▸ **Quoted passage**:
########
> Within the past month or so I posted two queries to CORPORA, one dealing
> with creating a tagger using relational databases, and the other with
> the frequency of phrasal verbs in English. I received a number of
> replies, which are found at the following URL:
>
> http://davies-linguistics.byu.edu/responses/corpora1.htm
As a last minute response to the question of phrasal verb frequency, I have
compiled a list of verb particles extracted out of the written portion of the
BNC, along with frequencies and valence counts for each. The list is
downloadable from:
mwe.stanford.edu/resources/
along with a link to a slightly outdated description of the extraction
technique used. The frequencies are almost certainly underestimates, as I was
more interested in recall than precision when I put this data together, and
the valence judgements should be taken with a pinch of salt. By way of note,
this is the data reported in:
Villavicencio, Aline (2003) Verb-Particle Constructions and Lexical Resources,
In Proceedings of the ACL-2003 Workshop on Multiword Expressions: Analysis,
Acquisition and Treatment, Sapporo, Japan.
########
▸ **Data extract**:
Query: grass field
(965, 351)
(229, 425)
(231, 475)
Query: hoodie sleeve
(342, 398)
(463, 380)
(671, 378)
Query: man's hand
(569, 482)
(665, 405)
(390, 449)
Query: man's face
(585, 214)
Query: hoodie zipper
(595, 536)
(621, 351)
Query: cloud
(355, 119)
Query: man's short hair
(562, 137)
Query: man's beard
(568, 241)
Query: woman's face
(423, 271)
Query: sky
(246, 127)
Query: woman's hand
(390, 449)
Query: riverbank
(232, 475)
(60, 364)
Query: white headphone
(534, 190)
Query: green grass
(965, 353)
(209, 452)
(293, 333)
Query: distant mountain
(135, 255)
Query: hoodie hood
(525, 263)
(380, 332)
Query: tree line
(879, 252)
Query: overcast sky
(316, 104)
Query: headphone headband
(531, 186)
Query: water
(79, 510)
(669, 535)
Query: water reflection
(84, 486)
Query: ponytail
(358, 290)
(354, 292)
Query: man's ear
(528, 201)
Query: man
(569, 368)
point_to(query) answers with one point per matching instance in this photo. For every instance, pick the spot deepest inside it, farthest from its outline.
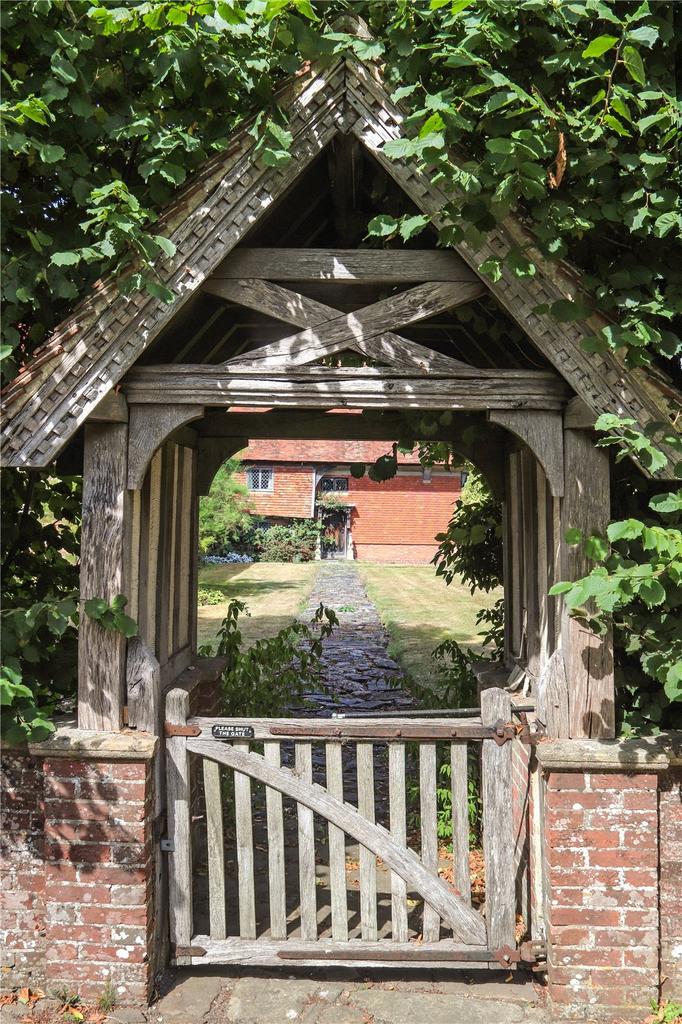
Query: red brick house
(393, 521)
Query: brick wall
(398, 519)
(602, 856)
(292, 494)
(22, 893)
(82, 890)
(670, 810)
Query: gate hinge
(186, 951)
(526, 952)
(181, 730)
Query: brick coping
(85, 744)
(643, 754)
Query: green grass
(274, 593)
(420, 611)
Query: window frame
(260, 469)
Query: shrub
(297, 543)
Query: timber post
(101, 653)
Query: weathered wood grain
(150, 426)
(104, 568)
(357, 388)
(215, 842)
(543, 432)
(178, 790)
(306, 849)
(429, 823)
(460, 797)
(307, 313)
(588, 657)
(407, 955)
(143, 687)
(337, 847)
(275, 850)
(306, 728)
(498, 826)
(398, 829)
(369, 265)
(553, 697)
(466, 924)
(245, 863)
(368, 861)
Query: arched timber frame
(154, 434)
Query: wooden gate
(273, 914)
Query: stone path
(357, 672)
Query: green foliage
(635, 587)
(111, 615)
(296, 543)
(39, 612)
(223, 513)
(471, 547)
(210, 596)
(274, 673)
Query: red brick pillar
(601, 879)
(670, 814)
(82, 864)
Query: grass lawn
(420, 611)
(274, 593)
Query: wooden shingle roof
(90, 351)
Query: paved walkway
(357, 672)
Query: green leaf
(382, 225)
(646, 34)
(413, 225)
(64, 69)
(651, 592)
(626, 529)
(599, 46)
(95, 607)
(634, 65)
(492, 268)
(66, 259)
(51, 154)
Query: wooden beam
(213, 452)
(543, 433)
(302, 311)
(589, 658)
(150, 427)
(101, 653)
(112, 409)
(177, 385)
(356, 330)
(370, 265)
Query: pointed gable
(107, 334)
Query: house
(393, 521)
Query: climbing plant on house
(562, 113)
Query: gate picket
(306, 849)
(245, 864)
(337, 848)
(215, 843)
(429, 819)
(368, 862)
(460, 792)
(498, 827)
(398, 826)
(275, 849)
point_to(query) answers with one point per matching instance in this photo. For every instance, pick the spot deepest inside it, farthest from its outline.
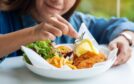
########
▸ **Problems and tasks**:
**1.** Answer these questions about the post on phrasal verb frequency:
(a) What two subjects did the two queries posted to CORPORA deal with?
(b) Which portion of the BNC was the list of verb particles extracted from?
(c) What reason does the post give for the frequencies almost certainly being underestimates?
**2.** Extend the post on phrasal verb frequency past its final line.

▸ **Answers given**:
**1.**
(a) Creating a tagger using relational databases, and the frequency of phrasal verbs in English.
(b) The written portion.
(c) The compiler was more interested in recall than precision when putting the data together.

**2.**
Baldwin, Timothy, Colin Bannard, Takaaki Tanaka and Dominic Widdows (2003) An
Empirical Model of Multiword Expression Decomposability, In Proceedings of the
ACL-2003 Workshop on Multiword Expressions: Analysis, Acquisition and
Treatment, Sapporo, Japan, pp. 89-96.
Colin Bannard, Timothy Baldwin and Alex Lascarides (2003) A Statistical
Approach to the Semantics of Verb-Particles, In Proceedings of the ACL-2003
Workshop on Multiword Expressions: Analysis, Acquisition and Treatment,
Sapporo, Japan, pp. 65-72.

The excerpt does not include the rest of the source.